### Written problem
Rewrite every line of the entries below as a numbered list, leaving out any blank lines.

Point placement entries
* Start *
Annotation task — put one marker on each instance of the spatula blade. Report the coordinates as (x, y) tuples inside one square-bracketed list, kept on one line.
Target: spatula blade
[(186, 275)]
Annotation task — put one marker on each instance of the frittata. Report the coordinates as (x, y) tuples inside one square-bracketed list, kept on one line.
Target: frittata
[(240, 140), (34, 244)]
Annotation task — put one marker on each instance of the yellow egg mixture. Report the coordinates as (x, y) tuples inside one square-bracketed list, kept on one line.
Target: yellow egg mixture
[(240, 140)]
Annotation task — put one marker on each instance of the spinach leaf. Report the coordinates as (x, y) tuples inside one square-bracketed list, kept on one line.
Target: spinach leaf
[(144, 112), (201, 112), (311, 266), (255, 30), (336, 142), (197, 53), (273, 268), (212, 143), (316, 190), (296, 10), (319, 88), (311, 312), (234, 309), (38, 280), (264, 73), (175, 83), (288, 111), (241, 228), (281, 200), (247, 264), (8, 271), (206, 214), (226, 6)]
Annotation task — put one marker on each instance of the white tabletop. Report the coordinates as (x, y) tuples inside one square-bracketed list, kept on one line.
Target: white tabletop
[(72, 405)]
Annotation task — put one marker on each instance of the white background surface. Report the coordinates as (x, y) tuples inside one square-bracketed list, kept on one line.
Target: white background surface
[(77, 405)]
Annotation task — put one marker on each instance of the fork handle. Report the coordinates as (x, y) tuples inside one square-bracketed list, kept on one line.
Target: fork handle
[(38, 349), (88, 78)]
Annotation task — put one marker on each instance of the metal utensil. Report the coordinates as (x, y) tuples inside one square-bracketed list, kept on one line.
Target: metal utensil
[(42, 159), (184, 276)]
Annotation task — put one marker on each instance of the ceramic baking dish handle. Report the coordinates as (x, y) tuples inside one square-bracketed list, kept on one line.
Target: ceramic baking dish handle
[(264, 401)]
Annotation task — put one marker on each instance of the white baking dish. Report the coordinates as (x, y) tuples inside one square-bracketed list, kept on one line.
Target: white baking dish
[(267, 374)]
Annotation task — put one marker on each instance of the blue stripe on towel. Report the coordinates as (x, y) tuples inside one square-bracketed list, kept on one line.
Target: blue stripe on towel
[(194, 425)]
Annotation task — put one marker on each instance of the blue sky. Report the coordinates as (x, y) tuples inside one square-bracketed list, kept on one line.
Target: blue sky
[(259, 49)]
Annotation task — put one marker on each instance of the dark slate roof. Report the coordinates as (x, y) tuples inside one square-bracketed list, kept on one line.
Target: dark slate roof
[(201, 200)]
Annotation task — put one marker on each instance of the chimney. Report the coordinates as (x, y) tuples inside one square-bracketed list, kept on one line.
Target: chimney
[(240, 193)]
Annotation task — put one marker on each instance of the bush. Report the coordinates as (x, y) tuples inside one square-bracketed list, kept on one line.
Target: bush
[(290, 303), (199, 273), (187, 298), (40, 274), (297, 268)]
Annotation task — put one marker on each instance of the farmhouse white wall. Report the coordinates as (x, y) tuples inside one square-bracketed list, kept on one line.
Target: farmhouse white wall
* End *
### The solution
1. Annotation task — put one marker on each instance of the spatula blade. Report the coordinates as (x, y) tuples inside one square-bracketed list, kept on one line.
2. Target: spatula blade
3. [(186, 275)]
4. Annotation task — put one marker on each instance of the frittata. Report the coordinates as (x, y) tuples inside one square-bracketed list, kept on one line.
5. Target: frittata
6. [(240, 140), (34, 244)]
7. Annotation task — put one marker on each instance of the yellow egg mixture. Report the coordinates as (x, y) tuples inside one square-bracketed list, kept on one line.
8. Target: yellow egg mixture
9. [(240, 140)]
10. Annotation task — put one marker on each instance of the spinach leaf. Report the coordinates as (x, y) tuples inside one square-bracketed list, kept on one line.
11. Target: spinach leaf
12. [(144, 112), (201, 112), (311, 266), (255, 30), (336, 142), (197, 53), (273, 268), (212, 143), (316, 190), (296, 10), (319, 88), (311, 312), (234, 309), (38, 280), (264, 73), (175, 83), (288, 111), (241, 228), (281, 200), (247, 264), (8, 271), (206, 214), (226, 6)]
13. Annotation task — put one marker on each instance of the white tabletop. Report the coordinates as (x, y) tuples inside one square-bracketed list, kept on one line.
14. Target: white tabletop
15. [(72, 405)]
16. Annotation task — put one marker on each instance of the white background surface. Report the coordinates as (x, y) tuples inside one square-bracketed list, kept on one line.
17. Target: white background surface
18. [(77, 405)]
19. Annotation task — put one marker on each instance of the fork handle. Report the coordinates as (x, y) tuples inside one square-bracketed list, kept on one line.
20. Target: fork handle
21. [(38, 349), (88, 78)]
22. Annotation task — put one marker on each instance of the metal utensil. Report the coordinates as (x, y) tuples inside one square-bracketed list, kept on one line.
23. Target: metal utensil
24. [(42, 159), (184, 276)]
25. Annotation task — put one marker on each instance of the ceramic baking dish handle. Report the coordinates as (x, y) tuples inside one square-bracketed list, kept on one line.
26. Target: ceramic baking dish handle
27. [(264, 401)]
28. Annotation task — put one marker on each instance of the white baking dish. Report the coordinates as (x, y) tuples inside one square-bracketed list, kept on one line.
29. Target: white baking dish
30. [(267, 374)]
31. Annotation task — put one marker on each instance of the blue stripe on towel. Report the coordinates as (x, y) tuples inside one square-bracketed list, kept on one line.
32. Target: blue stripe on towel
33. [(194, 425)]
34. Annotation task — put one marker on each instance of the blue sky. Report the coordinates as (x, y) tuples inside one square-bracketed list, kept on one line.
35. Target: blue sky
36. [(259, 49)]
37. Annotation task — put one marker on each instance of the dark slate roof. Report the coordinates as (x, y) tuples inside one square-bracketed list, kept on one line.
38. Target: dark slate roof
39. [(201, 200)]
40. Annotation task — put one marker on each instance of the chimney. Report the coordinates as (x, y) tuples inside one square-bracketed list, kept on one line.
41. Target: chimney
42. [(240, 193)]
43. Annotation task — put one marker on each instance of the bush. Report the coordinates as (x, y) tuples inside one square-bracketed list, kept on one line.
44. Target: bush
45. [(290, 303), (199, 273), (187, 298), (40, 274), (297, 268)]
46. Annotation task — put one marker on each instance of the farmhouse white wall. Report the coordinates as (x, y) tuples inside one square-bracketed list, kept on one line.
47. Target: farmhouse white wall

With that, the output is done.